What the exercise asks
Reproduce the records below with every "innermost point" switched to "central point" and all other text left unchanged. Omit the pictures.

Extracted entries
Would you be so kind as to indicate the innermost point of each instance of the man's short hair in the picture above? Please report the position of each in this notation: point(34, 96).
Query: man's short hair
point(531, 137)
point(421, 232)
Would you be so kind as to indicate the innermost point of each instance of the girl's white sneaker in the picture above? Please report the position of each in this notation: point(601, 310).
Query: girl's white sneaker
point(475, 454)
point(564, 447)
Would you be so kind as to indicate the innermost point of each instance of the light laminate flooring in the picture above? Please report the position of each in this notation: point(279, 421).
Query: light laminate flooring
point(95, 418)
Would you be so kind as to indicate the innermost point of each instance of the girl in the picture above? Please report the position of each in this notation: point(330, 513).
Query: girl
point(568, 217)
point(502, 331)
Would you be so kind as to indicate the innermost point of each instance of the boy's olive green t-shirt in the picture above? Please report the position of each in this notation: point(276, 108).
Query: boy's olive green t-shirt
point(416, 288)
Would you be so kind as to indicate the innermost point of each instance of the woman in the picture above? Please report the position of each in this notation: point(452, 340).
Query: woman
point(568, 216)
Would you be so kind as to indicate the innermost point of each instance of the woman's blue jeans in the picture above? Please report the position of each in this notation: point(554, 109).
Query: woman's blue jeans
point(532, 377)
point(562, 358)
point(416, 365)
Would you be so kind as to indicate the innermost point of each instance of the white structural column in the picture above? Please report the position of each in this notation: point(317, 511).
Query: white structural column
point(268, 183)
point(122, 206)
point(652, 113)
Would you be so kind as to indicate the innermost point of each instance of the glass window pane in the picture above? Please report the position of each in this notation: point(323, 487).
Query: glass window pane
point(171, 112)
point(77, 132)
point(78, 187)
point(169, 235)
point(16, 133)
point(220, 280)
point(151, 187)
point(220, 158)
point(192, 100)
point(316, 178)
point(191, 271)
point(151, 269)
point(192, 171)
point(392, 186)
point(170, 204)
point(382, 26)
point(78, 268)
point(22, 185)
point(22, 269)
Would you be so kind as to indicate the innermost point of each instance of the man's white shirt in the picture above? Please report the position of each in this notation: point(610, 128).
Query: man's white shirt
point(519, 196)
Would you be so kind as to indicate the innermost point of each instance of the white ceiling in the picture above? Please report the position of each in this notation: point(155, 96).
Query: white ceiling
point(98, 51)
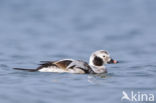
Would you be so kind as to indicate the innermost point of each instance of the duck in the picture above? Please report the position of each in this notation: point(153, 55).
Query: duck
point(95, 66)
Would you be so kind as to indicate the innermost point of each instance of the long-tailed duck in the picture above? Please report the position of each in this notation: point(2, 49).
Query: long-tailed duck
point(96, 64)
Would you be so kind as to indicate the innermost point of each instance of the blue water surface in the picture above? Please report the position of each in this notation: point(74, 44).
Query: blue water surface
point(39, 30)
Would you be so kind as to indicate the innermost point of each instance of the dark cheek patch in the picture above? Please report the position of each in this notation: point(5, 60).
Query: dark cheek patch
point(97, 61)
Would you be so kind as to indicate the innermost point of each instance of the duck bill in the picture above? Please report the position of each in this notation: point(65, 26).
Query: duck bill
point(112, 61)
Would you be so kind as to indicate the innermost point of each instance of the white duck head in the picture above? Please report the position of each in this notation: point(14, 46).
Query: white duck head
point(98, 59)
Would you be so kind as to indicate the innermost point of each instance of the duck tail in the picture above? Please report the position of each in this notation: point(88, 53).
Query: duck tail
point(29, 70)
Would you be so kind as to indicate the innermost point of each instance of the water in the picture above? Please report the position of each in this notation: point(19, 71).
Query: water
point(36, 30)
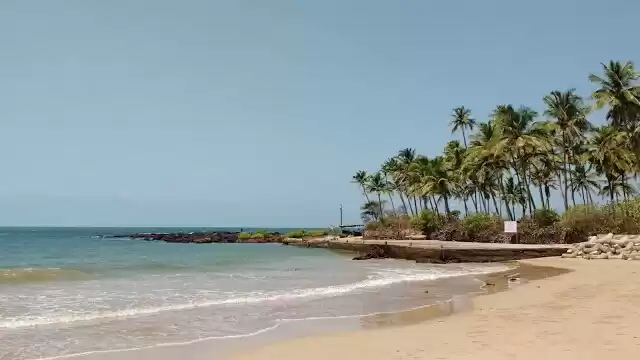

Reply to the task
Would you be so kind as to indicate the central point of each instance of the man's short hair in the picture above? Please report the position of each in this notation: point(34, 96).
Query: man's short hair
point(531, 137)
point(421, 232)
Would you be so kind as to indicate the central point of each instance of the girl's white sneaker in the picture above? Please report the position of each in this notation: point(601, 310).
Query: girl's white sneaker
point(475, 454)
point(564, 447)
Would you be so kind as to indicate the central point of each instance of the light laminate flooring in the picture above? Please report the position of each in this notation: point(279, 421).
Query: light laminate flooring
point(95, 418)
Would you be so kind as to indicate the central point of each instance of the girl in the picture above? Please report the position of each in this notation: point(330, 513).
Query: girl
point(568, 217)
point(502, 331)
Would you be so kind as to indicate the central point of each instance of the boy's olive green t-shirt in the picture above? Please report the position of each in this notation: point(276, 108).
Query: boy's olive green t-shirt
point(416, 288)
Would you be so kind as to indicate the central point of each instance of the woman in the picture above? Please report the position of each in this notation: point(452, 340).
Query: woman
point(568, 216)
Would you be so kind as to indicate the central point of each instance of the woman's blue jeans in the picture above? Please report the position of each in this notation: point(554, 109).
Query: woman's blue jeans
point(532, 377)
point(562, 358)
point(416, 365)
Would you be so kind as to indicate the central point of each instance of the white structural column in the picture above? Please report the position of each in this notation: point(317, 511).
Query: white structural column
point(268, 183)
point(122, 206)
point(652, 113)
Would you be so kind as to indicate the central point of each instance of the glass window pane in the picture above? Please report the position of each in this notation: point(323, 487).
Query: glass window pane
point(171, 112)
point(77, 132)
point(78, 187)
point(169, 235)
point(16, 133)
point(220, 280)
point(151, 187)
point(220, 158)
point(192, 100)
point(316, 178)
point(191, 271)
point(151, 269)
point(192, 171)
point(392, 186)
point(170, 204)
point(382, 26)
point(78, 268)
point(22, 185)
point(22, 269)
Would you be so kind as to indicate the central point of each instance of the man's white shirt in the picture above? Please report the position of each in this notation: point(610, 128).
Query: man's white shirt
point(519, 196)
Would you be so kind as to indicate the central point of each instance of the white ceiling in the picture above? Please report the position of each in this notation: point(155, 96).
Query: white ceiling
point(98, 51)
Would you be so kind as to indicate the central point of each instance of the duck in the picture above? Please report the position of each in this notation: point(153, 55).
Query: duck
point(95, 66)
Would you be so kind as to indicate the central point of each instance of the long-tailed duck in the picture above? Please report the position of each in this notation: point(2, 49).
Query: long-tailed duck
point(96, 64)
Would you be so kind as to indicate the central point of each instance of the blue water surface in the picture above? Please report the position of each in this notation: point(74, 44).
Query: blue water surface
point(39, 30)
Would you be so kind as to indicate the central point of each instance of the dark cheek patch in the picture above? Please report the position of each in this notation: point(5, 60).
Query: dark cheek patch
point(97, 61)
Would you be so kind as to indicate the central point of each instance of the duck bill in the picture above? Please report the position of each in this notation: point(65, 26).
Query: duck bill
point(112, 61)
Would you be so kind as to indicate the central point of each instance of the white duck head in the picture above? Please report the position of each in this notation: point(14, 46).
Query: white duck head
point(98, 59)
Would you be so kind as to indicate the central point of each instance of the duck tail in the picture above? Please report the position of each in this notation: point(88, 53).
Query: duck tail
point(29, 70)
Would you be so kind as to indicate the central point of each instance of the water in the picture above? Please report the position of each in this notation: point(19, 71).
Query: water
point(36, 30)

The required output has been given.